Reading text:
════════

Why Bollywood glorifies criminals and outlaws?

In Bollywood, gangster movies spend less time telling the audience about crime and more time extolling the so-called virtues of crimelords and the underworld. Be it Satya, Company, Vaastav, Once Upon a Time in Mumbaai, Agneepath or even Gangubai Kathiawadi, outlaws in such films are shown as good samaritans with hearts of gold.

Such characters almost seem like an ode or tribute to the original gangster. Ever wondered why? 

It is an open secret that the drug cartels owned by the D-company have financed many Bollywood films for several years. Reports have also suggested that many Bollywood stars and strugglers are high-paying clients for this cartel.

Bollywood and drugs

In 2021, a report quoted a senior officer from the Anti-Narcotics Cell of Mumbai Police saying, “The D-company helmed by underworld Don Dawood Ibrahim suspected to be based in Pakistan, runs this lucrative business. The D-Company buys raw drugs — opium, poppy and coca — from Afghanistan and Cambodia. After processing them into heroin, brown sugar, charas and cocaine, these drugs are smuggled into India via the Punjab border and Gujarat ports and land here in Mumbai.” 

After the drug consignment reaches Mumbai, it is handed over to different dealers. While ganja and charas are used primarily by college students, refined drugs like heroin and cocaine are sold at a very high price, therefore accessible to Bollywood film stars and strugglers.

This drug menace especially came to the limelight following the tragic death of actor Sushant Singh Rajput at his residence in June 2020. Actress Rhea Chakraborty, who had been dating him then, was accused of being “active in a drug syndicate connected with drug supplies”, according to a copy of her bail order

Underworld and Bollywood

This nexus began decades ago, around the 80s, when the national coverage of state-backed television challenged Bollywood’s hegemony over mass entertainment. Filmmakers found lesser demand for their products. There was lesser demand for Hindi movies.

However, actors weren’t complaining about this rise of television, for it increased their popularity and, therefore, their fees. Some even hiked their price by 500%. Suddenly, hiring these actors became unbearably expensive for desperate production companies.

Although the cost of producing a film rose exorbitantly, producers needed help to finance their films. A double whammy hit them since these production companies couldn’t borrow from banks or apply for insurance because the government didn’t identify cinema as an industry.

════════

Work to complete:
[1] In the reading on Bollywood and the underworld, by what percentage did some actors raise their price?
[2] Count the lines in the entries that contain the string "dark", treating uppercase and lowercase as different, and give only the number.
The entries that come next are unrelated to the reading on Bollywood and the underworld.

(Stored items)
════════

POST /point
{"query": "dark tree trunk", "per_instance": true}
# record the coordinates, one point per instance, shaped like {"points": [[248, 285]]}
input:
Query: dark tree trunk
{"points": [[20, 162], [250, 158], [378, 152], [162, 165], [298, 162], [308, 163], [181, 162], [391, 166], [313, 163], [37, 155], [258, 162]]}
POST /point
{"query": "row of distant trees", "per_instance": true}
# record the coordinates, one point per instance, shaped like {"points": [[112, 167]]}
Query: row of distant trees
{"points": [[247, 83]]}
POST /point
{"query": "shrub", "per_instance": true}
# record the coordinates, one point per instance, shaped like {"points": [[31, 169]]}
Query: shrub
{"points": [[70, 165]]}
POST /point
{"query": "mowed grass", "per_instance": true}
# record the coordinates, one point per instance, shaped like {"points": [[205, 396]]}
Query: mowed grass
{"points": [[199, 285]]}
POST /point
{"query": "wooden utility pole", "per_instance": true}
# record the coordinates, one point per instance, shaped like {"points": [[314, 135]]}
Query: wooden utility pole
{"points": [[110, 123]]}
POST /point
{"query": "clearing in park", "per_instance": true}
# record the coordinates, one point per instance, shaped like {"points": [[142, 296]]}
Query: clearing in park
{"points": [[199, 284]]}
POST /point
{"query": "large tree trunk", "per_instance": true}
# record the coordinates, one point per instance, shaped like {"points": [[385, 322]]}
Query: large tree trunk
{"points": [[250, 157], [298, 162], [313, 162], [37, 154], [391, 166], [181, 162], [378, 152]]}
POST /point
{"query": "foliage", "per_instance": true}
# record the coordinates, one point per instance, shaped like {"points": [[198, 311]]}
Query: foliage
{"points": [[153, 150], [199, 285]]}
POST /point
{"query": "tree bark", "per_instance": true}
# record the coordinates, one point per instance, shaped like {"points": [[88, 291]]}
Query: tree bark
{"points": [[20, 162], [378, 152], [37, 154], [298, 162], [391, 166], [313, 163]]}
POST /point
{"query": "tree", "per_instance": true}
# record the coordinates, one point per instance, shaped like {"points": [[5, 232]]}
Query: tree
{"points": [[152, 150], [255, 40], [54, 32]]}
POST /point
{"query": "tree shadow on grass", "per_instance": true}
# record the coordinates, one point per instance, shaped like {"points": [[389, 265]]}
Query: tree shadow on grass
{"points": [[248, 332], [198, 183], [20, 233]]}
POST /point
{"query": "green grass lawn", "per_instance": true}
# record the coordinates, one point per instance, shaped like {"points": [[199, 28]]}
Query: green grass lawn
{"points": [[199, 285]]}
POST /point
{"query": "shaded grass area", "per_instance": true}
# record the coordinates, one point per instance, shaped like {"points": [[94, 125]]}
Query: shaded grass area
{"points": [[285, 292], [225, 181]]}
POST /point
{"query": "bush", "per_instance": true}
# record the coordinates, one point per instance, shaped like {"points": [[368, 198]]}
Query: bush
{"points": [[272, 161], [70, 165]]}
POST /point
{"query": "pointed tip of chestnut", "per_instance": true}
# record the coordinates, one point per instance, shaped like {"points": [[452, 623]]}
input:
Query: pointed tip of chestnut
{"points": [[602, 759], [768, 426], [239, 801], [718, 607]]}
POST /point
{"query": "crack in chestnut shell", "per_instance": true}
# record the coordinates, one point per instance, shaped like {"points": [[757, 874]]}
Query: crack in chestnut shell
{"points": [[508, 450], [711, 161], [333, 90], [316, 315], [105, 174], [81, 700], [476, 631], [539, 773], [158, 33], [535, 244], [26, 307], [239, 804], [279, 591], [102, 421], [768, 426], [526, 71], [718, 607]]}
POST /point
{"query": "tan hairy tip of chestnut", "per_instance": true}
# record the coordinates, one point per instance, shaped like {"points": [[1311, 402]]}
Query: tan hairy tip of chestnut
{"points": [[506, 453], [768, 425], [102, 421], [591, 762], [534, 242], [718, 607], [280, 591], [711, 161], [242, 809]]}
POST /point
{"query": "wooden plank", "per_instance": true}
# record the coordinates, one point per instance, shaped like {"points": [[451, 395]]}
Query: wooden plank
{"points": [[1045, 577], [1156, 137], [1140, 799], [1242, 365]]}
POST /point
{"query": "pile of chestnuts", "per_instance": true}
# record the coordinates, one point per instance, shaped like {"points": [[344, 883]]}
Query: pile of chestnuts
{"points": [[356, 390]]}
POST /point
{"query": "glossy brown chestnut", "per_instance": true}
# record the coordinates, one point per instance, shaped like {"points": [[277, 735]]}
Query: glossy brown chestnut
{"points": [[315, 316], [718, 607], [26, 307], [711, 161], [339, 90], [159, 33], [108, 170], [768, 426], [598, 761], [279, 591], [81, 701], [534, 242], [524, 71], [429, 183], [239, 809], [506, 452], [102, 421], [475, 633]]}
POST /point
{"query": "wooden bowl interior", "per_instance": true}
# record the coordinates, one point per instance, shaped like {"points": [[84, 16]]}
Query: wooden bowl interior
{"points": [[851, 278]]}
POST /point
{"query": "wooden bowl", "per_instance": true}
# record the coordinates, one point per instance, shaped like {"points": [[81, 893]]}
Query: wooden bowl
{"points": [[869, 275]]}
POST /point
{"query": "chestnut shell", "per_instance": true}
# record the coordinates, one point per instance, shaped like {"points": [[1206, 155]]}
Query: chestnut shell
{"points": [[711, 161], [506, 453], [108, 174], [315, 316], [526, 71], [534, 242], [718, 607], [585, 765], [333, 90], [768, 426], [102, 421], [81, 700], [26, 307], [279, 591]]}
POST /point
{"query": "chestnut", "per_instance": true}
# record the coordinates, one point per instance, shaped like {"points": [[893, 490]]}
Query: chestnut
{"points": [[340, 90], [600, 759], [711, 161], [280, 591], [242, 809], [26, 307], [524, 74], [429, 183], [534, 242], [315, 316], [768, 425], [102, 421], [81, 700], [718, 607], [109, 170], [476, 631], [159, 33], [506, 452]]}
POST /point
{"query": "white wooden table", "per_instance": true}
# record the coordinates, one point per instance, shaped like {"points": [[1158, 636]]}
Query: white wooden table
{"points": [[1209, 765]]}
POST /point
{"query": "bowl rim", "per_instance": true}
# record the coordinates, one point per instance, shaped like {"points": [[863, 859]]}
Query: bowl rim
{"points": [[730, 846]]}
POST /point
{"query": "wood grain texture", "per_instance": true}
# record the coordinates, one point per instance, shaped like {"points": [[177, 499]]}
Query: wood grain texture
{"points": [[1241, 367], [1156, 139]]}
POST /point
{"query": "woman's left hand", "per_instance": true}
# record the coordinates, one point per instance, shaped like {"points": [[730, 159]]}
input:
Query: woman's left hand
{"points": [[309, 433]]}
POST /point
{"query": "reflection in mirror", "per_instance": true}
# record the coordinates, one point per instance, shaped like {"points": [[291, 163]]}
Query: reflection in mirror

════════

Solutions in order:
[1] By 500%.

[2] 2